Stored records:
====

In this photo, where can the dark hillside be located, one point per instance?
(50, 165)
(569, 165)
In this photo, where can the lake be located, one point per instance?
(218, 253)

====

INSTRUCTIONS TO FOLLOW:
Copy exactly the line containing "In this photo, where can the lake" and every line after it, ending with the last line of the records above.

OUTPUT FOR THIS TASK:
In this photo, where can the lake be located, one point per instance?
(218, 253)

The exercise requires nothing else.